### Aufgabe A
Wo steht laut dem Text über den Familien-Ovoo der prächtige Ovoo der Sippe von Galsan Tschinag?
### Aufgabe B
Erkläre in ein bis drei Sätzen, was nach dem Text über den Familien-Ovoo jeder beim Ovoo im Kharagana-Tal tun sollte und wie oft.
### Aufgabe C
Gib bitte für jede Aussage an, ob sie mit dem Text über den Familien-Ovoo übereinstimmt, und zitiere die entscheidenden Worte: (i) Der Ovoo steht unterhalb des Schwarzen Sees. (ii) Nur Männer sollen zum Ovoo gehen. (iii) Der Ovoo ist für die Tuwa Nomaden sehr bedeutend.

### Dokument
--*--

Viele Sippen oder Familien pflegen auch einen Familien-Ovoo. So wie die Sippe von Galsan Tschinag. Hoch über dem heiligen Schwarzen See der Tuwiner im Kharagana-Tal steht ein prächtiger Ovoo, der sehr bedeutend für die Tuwa Nomaden ist. Jeder, ob Mann, Frau oder Kind sollte mindestens einmal im Jahr dorthin gehen, seinen Kopf vor den Ahnengeistern verneigen und ein Dankesgebet sprechen.

--*--

### Gezeigte Daten

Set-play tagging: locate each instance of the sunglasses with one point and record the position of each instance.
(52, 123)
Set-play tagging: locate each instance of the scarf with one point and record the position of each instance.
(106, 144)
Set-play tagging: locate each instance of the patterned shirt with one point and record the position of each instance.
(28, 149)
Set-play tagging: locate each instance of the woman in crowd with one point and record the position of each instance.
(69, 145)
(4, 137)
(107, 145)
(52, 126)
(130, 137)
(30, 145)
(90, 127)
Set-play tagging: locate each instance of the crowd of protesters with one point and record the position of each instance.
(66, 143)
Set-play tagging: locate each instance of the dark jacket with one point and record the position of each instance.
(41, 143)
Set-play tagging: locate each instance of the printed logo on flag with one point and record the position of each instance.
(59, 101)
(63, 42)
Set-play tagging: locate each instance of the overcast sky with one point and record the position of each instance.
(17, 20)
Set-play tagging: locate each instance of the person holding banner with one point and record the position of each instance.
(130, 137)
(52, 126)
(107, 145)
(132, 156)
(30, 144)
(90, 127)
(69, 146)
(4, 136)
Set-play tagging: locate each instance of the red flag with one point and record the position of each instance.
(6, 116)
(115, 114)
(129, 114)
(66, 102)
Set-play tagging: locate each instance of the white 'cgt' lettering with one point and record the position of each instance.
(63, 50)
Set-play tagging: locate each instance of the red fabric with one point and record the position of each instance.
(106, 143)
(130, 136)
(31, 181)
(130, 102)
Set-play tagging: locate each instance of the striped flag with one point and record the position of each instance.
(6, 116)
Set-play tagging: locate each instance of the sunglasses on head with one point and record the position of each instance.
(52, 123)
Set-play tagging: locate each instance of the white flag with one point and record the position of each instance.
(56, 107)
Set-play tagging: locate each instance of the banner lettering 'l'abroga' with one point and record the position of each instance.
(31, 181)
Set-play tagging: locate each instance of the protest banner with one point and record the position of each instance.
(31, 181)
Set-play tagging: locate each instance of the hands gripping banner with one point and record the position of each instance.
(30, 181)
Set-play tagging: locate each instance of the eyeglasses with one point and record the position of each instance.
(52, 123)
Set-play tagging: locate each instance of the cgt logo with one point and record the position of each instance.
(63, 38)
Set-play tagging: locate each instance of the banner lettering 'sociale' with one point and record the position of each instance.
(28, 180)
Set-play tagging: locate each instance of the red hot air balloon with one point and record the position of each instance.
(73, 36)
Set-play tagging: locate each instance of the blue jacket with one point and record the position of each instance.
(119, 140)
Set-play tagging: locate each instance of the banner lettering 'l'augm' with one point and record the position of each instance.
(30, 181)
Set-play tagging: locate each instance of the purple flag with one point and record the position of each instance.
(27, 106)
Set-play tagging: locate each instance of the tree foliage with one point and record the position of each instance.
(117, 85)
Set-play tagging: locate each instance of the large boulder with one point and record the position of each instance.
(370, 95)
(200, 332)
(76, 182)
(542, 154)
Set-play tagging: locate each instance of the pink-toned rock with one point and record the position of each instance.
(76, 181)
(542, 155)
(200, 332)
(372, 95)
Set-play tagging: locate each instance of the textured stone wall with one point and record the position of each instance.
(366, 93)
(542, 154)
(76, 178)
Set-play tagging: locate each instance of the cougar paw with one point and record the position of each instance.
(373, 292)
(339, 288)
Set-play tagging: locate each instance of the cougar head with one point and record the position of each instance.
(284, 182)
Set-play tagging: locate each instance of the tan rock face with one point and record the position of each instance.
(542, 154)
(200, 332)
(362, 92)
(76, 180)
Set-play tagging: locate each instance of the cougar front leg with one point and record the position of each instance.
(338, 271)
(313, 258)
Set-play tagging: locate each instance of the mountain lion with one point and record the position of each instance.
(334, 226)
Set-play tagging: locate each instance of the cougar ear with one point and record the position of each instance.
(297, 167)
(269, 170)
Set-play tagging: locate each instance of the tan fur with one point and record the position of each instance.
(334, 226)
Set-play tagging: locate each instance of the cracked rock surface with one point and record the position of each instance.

--*--

### Vollständige Antwort A
Hoch über dem heiligen Schwarzen See der Tuwiner im Kharagana-Tal.

### Vollständige Antwort B
Jeder, ob Mann, Frau oder Kind, sollte mindestens einmal im Jahr zu diesem Ovoo gehen. Dort soll man den Kopf vor den Ahnengeistern verneigen und ein Dankesgebet sprechen.

### Vollständige Antwort C
(i) Nein: „Hoch über dem heiligen Schwarzen See der Tuwiner“
(ii) Nein: „Jeder, ob Mann, Frau oder Kind“
(iii) Ja: „der sehr bedeutend für die Tuwa Nomaden ist“